• **SET TASKS**
1. Write out the part of the Unicode passage that opens with the words containing "Codepoints are a" and closes with "[0xE2, 0x88, 0x9A].".
2. In the Unicode passage, what three-byte codeword does UTF-8 assign to the codepoint '√'?
3. List every sequence of hexadecimal values that the Unicode passage encloses in square brackets.

• **EXTRACTED TEXT**
■ ■ ■

Codepoints are a useful concept, but are extremely inefficient to store directly, as the vast majority of common characters are assigned to small integers which do not require the entire four-byte width of a unicode scalar to store. Unicode encodings such as UTF-8 and UTF-16 are used to compress sequences of codepoints through use of variable-length coding. For example, UTF-8 assigns the common codepoint 'a' to the single-byte codeword [0x61], and the less common codepoint '√' to the three-byte codeword [0xE2, 0x88, 0x9A].

Unicode strings are strings which use UTF-8 or UTF-16 as their in-memory representation. Swift Strings are unicode strings. The UTF buffer of a unicode string should be considered a raw binary format, and so the constituent bytes in isolation have no meaning.

Extended grapheme clusters (usually just graphemes) are ranges of codepoint sequences which humans percieve as logically a single “character”. This corresponds to the Swift Character type. An example of a grapheme is the '👩‍✈️' emoji, which contains three codepoints: '👩', '\u{200D}' (zero-width joiner), and '✈️'. Grapheme breaking is context-dependent — '👩', '\u{200D}', and '✈️' are all valid graphemes in isolation, yet concatenating them in sequence “fuses” them into a single grapheme.

var string:String = "👩"
print(string, string.count)
// 👩 1

string.append("\u{200D}")
string.append("✈️")
print(string, string.count)
// 👩‍✈️ 1

Because characters can (somewhat confusingly) be built up from other characters, in this proposal we will only use the word character as a loose term for the general concept of a “textual unit”.

Not only can graphemes be composed of multiple codepoints, but they can have multiple possible decompositions as well. The grapheme 'á' has two decomposition forms: the single codepoint composed form ['á'] ([0xE1]), and the double codepoint decomposed form ['a', '́'] ([0x61, 0x301]). Both forms are considered to be the same grapheme, and so compare equal under unicode canonical equivalence. Graphemes can have multiple distinct single-codepoint decompositions — 'Å' (0xC5) and 'Å' (0x212B), for example, are both considered to be the same grapheme.

■ ■ ■

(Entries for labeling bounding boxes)

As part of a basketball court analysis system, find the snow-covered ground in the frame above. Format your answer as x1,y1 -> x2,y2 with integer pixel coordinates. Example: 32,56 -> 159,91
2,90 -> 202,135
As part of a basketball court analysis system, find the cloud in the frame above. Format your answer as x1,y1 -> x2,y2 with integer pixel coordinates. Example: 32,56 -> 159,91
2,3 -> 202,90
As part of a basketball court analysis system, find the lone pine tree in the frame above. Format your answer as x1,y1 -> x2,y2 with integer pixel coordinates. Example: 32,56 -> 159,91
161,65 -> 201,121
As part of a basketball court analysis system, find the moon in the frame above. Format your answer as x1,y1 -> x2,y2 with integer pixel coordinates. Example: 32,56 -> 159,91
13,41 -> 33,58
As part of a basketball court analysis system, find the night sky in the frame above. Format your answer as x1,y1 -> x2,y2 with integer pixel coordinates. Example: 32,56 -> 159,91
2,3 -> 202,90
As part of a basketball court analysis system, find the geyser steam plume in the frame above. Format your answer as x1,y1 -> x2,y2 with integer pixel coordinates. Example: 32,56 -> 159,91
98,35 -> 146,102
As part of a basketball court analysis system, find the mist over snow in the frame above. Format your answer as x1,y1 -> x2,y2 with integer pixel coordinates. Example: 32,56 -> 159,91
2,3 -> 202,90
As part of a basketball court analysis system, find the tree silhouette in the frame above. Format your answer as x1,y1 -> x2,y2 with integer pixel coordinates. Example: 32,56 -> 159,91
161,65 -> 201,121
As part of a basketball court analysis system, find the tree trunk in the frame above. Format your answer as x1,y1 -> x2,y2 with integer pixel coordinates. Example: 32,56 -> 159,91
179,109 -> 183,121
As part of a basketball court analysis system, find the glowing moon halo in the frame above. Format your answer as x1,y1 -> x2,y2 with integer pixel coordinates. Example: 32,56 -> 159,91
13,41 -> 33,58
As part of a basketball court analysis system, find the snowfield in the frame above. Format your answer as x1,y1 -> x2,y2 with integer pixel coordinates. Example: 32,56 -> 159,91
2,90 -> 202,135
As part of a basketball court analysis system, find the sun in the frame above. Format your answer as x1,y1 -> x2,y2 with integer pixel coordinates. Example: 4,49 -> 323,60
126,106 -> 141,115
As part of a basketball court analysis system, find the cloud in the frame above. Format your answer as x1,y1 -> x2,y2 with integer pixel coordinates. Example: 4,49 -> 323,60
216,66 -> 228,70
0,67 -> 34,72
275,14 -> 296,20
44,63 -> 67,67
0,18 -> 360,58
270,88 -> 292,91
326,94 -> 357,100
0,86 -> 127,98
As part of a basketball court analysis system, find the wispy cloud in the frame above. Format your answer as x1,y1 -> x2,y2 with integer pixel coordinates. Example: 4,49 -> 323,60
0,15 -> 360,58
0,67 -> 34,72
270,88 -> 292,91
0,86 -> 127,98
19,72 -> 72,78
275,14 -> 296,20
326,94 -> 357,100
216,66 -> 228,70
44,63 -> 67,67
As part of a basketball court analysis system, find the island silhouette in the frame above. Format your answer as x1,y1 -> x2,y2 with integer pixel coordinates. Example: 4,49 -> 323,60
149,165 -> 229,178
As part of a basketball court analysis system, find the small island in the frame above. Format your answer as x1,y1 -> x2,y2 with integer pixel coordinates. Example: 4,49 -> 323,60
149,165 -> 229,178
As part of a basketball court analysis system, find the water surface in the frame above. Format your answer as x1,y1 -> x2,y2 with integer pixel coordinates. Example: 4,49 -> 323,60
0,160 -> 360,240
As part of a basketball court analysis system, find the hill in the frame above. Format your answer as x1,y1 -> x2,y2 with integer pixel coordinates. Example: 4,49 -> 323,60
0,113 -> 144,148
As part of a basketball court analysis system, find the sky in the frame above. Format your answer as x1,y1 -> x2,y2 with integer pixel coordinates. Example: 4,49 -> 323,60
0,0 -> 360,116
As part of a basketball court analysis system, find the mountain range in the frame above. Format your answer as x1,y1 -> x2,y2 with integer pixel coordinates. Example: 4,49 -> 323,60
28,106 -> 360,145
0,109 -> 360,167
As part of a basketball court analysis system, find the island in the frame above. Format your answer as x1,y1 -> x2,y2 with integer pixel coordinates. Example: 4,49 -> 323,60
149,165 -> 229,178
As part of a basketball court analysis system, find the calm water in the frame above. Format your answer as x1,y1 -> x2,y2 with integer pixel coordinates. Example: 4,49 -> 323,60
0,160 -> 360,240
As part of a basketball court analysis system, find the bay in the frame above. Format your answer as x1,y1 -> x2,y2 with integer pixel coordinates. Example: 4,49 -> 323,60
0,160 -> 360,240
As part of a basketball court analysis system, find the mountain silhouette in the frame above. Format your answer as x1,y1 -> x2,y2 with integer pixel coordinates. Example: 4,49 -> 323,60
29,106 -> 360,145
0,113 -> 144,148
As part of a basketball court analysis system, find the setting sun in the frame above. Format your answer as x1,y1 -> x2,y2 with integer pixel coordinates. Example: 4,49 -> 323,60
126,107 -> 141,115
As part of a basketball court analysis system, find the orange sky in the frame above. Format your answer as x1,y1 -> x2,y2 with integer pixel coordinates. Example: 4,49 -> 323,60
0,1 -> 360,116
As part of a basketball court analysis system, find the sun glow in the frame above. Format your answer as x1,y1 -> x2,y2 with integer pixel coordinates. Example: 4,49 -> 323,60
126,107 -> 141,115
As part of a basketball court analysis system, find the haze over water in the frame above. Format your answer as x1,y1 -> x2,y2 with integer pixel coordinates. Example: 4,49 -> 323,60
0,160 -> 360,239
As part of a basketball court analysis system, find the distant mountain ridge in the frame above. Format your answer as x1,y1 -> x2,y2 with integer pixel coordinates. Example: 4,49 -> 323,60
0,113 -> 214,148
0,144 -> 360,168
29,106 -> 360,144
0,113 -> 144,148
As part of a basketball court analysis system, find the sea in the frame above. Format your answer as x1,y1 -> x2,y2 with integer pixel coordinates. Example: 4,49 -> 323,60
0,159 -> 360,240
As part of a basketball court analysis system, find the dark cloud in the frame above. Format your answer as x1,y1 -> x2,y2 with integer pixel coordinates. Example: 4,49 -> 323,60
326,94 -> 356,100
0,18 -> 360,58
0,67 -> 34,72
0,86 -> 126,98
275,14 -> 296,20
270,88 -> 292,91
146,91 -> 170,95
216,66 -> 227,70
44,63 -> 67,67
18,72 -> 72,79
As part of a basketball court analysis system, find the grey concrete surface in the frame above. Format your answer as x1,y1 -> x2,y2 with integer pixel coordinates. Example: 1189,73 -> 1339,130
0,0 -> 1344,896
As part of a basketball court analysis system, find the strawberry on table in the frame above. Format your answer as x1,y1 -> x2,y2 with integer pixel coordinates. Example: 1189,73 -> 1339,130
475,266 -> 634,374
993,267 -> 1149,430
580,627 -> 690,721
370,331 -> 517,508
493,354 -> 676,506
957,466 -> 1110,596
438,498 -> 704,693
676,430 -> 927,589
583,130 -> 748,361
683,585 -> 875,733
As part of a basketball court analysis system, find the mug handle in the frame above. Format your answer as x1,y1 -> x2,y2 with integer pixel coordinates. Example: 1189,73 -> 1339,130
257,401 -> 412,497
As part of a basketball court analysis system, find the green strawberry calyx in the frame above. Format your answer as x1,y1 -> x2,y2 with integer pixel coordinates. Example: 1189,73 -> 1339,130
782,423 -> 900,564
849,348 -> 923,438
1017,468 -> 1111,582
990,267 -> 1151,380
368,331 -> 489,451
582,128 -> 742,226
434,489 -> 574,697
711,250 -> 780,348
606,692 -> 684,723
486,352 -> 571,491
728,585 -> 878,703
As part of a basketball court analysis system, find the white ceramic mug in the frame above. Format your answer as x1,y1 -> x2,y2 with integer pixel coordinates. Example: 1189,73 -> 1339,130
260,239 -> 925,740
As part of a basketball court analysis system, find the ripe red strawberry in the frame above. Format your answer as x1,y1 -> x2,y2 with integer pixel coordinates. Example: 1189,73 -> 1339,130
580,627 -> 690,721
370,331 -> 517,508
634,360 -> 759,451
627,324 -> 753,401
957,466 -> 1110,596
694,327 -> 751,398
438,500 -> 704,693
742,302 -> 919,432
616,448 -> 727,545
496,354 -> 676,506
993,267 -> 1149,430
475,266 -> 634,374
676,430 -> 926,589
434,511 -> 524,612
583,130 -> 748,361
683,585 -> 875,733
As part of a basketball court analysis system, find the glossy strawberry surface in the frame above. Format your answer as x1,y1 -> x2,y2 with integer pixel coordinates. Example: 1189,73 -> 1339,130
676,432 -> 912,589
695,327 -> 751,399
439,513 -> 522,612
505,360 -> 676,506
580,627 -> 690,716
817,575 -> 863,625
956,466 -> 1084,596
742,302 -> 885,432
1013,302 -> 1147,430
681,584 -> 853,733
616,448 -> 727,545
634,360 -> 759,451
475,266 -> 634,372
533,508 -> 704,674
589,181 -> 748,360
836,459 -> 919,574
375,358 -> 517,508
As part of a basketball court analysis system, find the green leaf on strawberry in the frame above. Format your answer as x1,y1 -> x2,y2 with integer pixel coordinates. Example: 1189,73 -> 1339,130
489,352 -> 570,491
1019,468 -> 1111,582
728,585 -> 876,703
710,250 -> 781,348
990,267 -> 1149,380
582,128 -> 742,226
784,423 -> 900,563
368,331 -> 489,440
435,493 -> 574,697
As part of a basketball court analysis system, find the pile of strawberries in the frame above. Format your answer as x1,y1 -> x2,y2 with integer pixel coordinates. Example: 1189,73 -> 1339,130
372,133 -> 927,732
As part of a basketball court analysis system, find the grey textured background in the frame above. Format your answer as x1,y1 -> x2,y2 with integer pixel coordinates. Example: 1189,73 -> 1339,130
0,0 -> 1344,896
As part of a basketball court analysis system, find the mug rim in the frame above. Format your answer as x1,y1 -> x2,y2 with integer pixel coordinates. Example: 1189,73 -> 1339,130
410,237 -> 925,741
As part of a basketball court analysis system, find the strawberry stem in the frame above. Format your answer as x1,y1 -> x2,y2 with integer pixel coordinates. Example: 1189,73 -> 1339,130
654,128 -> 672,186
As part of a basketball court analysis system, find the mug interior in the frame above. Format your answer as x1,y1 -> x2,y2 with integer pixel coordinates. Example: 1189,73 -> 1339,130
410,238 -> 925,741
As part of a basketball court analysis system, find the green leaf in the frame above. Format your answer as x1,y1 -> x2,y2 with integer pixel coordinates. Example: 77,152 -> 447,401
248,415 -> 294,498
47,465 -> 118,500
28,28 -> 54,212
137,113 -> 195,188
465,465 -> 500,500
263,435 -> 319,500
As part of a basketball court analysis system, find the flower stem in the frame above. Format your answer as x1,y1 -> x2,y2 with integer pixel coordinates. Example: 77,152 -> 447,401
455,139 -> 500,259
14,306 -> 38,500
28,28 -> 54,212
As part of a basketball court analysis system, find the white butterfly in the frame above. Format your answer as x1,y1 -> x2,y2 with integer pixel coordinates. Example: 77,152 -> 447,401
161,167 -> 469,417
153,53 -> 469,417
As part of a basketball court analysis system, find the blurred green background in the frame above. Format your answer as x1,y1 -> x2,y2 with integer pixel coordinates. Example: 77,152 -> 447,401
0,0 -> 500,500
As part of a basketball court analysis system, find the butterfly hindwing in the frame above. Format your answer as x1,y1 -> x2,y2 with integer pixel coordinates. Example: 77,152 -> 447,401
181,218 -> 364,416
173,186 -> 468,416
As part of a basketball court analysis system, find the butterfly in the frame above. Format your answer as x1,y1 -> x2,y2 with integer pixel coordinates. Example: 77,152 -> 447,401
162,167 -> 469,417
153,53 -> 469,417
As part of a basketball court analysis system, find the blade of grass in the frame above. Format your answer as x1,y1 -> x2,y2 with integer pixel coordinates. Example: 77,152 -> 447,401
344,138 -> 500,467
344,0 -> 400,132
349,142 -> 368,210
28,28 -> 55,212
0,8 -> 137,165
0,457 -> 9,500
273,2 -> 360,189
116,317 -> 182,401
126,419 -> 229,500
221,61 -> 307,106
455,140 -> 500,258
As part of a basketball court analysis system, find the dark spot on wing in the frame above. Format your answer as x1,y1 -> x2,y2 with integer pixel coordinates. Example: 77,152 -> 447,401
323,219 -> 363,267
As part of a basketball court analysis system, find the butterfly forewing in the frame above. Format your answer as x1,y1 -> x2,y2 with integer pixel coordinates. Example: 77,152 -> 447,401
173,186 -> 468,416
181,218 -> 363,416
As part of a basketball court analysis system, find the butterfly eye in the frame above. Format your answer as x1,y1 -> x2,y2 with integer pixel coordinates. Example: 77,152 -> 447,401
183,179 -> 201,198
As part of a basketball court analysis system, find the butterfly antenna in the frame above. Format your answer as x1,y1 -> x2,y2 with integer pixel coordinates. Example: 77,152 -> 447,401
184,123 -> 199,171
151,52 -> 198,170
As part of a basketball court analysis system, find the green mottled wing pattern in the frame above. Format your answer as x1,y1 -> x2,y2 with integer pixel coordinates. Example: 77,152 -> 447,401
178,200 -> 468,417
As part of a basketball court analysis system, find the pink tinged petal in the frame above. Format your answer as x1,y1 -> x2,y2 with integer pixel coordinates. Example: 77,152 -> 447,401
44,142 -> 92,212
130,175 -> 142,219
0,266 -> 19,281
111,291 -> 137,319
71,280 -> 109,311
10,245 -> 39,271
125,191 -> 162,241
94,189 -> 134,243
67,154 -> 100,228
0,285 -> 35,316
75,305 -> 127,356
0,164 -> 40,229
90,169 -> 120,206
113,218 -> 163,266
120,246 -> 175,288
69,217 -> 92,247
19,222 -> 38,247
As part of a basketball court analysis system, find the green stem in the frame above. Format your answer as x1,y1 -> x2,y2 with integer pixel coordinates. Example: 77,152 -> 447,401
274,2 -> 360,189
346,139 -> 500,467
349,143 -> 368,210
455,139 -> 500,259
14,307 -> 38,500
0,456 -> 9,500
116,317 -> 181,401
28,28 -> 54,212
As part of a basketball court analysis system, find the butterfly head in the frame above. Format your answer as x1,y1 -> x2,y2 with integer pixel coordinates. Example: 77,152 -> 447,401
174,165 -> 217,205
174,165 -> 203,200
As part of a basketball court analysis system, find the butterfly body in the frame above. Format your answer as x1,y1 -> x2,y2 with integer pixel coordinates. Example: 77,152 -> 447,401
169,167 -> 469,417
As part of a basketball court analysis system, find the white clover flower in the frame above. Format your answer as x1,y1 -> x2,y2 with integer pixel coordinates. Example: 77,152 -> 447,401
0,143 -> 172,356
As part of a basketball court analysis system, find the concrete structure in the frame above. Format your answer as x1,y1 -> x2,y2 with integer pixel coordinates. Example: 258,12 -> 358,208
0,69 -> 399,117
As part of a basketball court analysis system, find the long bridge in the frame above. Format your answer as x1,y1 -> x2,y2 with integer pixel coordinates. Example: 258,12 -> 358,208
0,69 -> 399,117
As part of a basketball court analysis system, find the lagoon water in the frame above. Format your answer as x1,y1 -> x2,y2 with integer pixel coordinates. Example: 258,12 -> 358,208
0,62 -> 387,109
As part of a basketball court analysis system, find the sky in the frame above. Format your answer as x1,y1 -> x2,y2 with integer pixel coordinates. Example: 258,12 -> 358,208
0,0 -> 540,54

■ ■ ■

• **EXERCISE RESPONSES**
1.
Codepoints are a useful concept, but are extremely inefficient to store directly, as the vast majority of common characters are assigned to small integers which do not require the entire four-byte width of a unicode scalar to store. Unicode encodings such as UTF-8 and UTF-16 are used to compress sequences of codepoints through use of variable-length coding. For example, UTF-8 assigns the common codepoint 'a' to the single-byte codeword [0x61], and the less common codepoint '√' to the three-byte codeword [0xE2, 0x88, 0x9A].

2. [0xE2, 0x88, 0x9A]

3.
[0x61]
[0xE2, 0x88, 0x9A]
[0xE1]
[0x61, 0x301]